* Task brief:
Each record below should be returned word for word, with no pictures included.

++++++++++

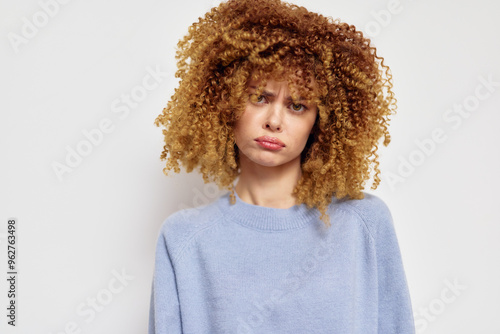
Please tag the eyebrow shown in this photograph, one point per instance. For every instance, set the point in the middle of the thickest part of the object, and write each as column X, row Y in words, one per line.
column 271, row 94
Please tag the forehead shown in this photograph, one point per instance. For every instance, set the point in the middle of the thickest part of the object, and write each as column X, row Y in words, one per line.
column 291, row 84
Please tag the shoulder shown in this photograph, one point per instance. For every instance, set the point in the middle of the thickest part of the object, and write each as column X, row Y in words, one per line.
column 371, row 210
column 178, row 229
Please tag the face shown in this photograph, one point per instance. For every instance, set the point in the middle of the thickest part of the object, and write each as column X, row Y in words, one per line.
column 273, row 130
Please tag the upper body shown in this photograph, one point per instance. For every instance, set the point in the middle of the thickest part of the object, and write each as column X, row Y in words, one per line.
column 292, row 104
column 245, row 268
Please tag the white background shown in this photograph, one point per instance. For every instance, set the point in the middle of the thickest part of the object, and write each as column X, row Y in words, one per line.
column 71, row 71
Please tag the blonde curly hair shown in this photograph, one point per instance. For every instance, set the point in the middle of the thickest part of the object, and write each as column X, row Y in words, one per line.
column 330, row 63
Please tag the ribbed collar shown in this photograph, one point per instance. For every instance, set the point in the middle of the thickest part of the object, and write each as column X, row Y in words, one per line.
column 264, row 218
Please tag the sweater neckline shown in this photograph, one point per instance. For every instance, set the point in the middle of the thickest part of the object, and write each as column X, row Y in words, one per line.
column 265, row 218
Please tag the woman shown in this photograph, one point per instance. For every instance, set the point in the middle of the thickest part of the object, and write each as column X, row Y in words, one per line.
column 291, row 105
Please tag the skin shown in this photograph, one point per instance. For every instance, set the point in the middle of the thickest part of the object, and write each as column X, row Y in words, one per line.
column 267, row 177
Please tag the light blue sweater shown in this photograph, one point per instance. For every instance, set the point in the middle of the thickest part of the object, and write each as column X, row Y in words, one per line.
column 243, row 268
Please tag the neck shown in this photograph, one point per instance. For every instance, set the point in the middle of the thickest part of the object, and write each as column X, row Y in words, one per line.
column 268, row 186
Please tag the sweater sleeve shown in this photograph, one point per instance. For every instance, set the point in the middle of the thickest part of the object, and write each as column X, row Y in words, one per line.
column 164, row 313
column 395, row 309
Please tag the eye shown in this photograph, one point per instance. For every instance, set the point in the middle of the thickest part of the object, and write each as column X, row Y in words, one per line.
column 297, row 107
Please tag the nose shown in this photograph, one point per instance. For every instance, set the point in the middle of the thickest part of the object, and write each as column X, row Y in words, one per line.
column 274, row 118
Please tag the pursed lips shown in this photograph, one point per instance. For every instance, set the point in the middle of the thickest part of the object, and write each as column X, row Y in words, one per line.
column 268, row 139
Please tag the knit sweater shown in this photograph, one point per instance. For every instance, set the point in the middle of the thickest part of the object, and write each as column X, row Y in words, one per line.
column 244, row 268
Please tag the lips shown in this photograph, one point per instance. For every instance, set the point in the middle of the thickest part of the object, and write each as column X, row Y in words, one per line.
column 272, row 140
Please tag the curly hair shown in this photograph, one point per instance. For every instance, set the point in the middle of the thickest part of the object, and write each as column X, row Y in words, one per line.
column 332, row 65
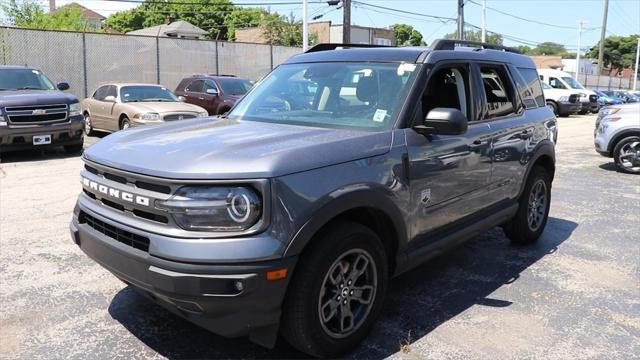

++++++++++

* Exercise solution:
Please tag the eyebrow shown in this photograph, one point per instance. For every instance, set the point in the middle of the thickest part of the object, and write each as column X, row Y in words, one per line.
column 271, row 94
Please tag the forehead shown in this photograph, one point per instance. For every instance, set the point in the middle of the thickest part of the object, and write each as column X, row Y in words, one per line.
column 291, row 84
Please tag the shoulder shown in this photograph, one point per instance. For every instance, set the point in the middle of the thickest part of the object, and write each as column X, row Y in words, one per line.
column 371, row 210
column 178, row 229
Please tag the face shown in this photograph, one point per instance. For every instance, set the point in the middle of the thickest part of the object, and write each as column X, row Y in words, one per line.
column 273, row 130
Please tag the upper body shown in this photograph, one point per instance. For every instance, set the point in the middle of the thickest part of the object, and write each as column X, row Y in words, one per line.
column 292, row 104
column 245, row 268
Please tag the white background shown in this photograph, one point per instance. For every instance, set the point in the middle of the thickest part of the object, and write each as column X, row Y in words, one per line.
column 71, row 71
Please tag the blonde curly hair shown in this photograph, one point per instance. For every instance, set the point in the middle of the thickest part of the object, and write each as column X, row Y in words, one per line.
column 330, row 63
Please tag the ribbed collar shown in this photograph, one point per instance. For every instance, set the point in the middle of the thickest part of the object, and write each as column X, row Y in words, one per line.
column 264, row 218
Please tag the sweater neckline shown in this photograph, one point per instance. For every instance, set the point in the middle of the thickest part of the object, and write each as column X, row Y in words, one per line.
column 265, row 218
Please tag the woman shown in this photograph, one point per instance. For every instance, set the point in the middle of the thickest part of the object, and write each as column X, row Y in words, one per line.
column 291, row 105
Please tag the skin shown in this photograph, one point per instance. For every instance, set the point in the middle of the thickest part of the object, and write each as column X, row Y in words, one per line.
column 267, row 177
Please tag the light blue sweater shown in this photograph, one point per instance. For every instance, set the point in the middle of the thickest part of the object, and write each as column X, row Y in words, one per line.
column 243, row 268
Please tag the neck shown in this photograph, one point per instance. For every instance, set the point in the middle of the thickest part of the object, and write each as column X, row Y in words, one per line.
column 268, row 186
Please tag the sweater sleeve shown in this photograph, one point per instance. For every instance, set the point in the middle of the thickest part of the object, and write each as column X, row Y in words, one per line.
column 164, row 313
column 395, row 309
Please tag the eye shown in this photograph, one point per instance. For every instance, set the point in the middle of the thickest part of the object, and write each as column X, row Y in words, one per line.
column 297, row 107
Please tag the nose shown in this photograph, one point per instance. For every instance, set the point in the middle of the thickest part of the object, and write each as column X, row Y in words, one per line.
column 274, row 118
Please tag the pursed lips shown in this photograph, one point per instance. For every instance, set the point in the middle of the thickest part of the object, and write each as column X, row Y in words, one per line.
column 268, row 139
Please tag the knit sweater shown in this photograph, one point per instance. For every instance, set the point in the middle of the thickest part of the object, and write each as column X, row Y in words, one per line.
column 244, row 268
Please tag the lips shown in this photograph, one point per instance. For every instance, set the point in the middle of the thickest part of the object, and write each as column X, row Y in words, one per line.
column 272, row 140
Please tag the curly hair shown in this photograph, one point per instance. For every instance, set the point in the middle of the thickest part of the object, and write each as column X, row Y in words, one per line.
column 332, row 65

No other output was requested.